▶ Objective:
Can you write out every line of the entries below again, requests included, with each pixel coordinate in the answers offset by adding 75 to it?

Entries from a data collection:
################

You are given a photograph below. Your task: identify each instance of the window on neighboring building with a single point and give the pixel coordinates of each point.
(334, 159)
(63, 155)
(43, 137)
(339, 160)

################

▶ Final answer:
You are given a photograph below. Your task: identify each instance of the window on neighboring building with a single point and give the pixel coordinates of each point.
(409, 234)
(138, 230)
(118, 212)
(414, 235)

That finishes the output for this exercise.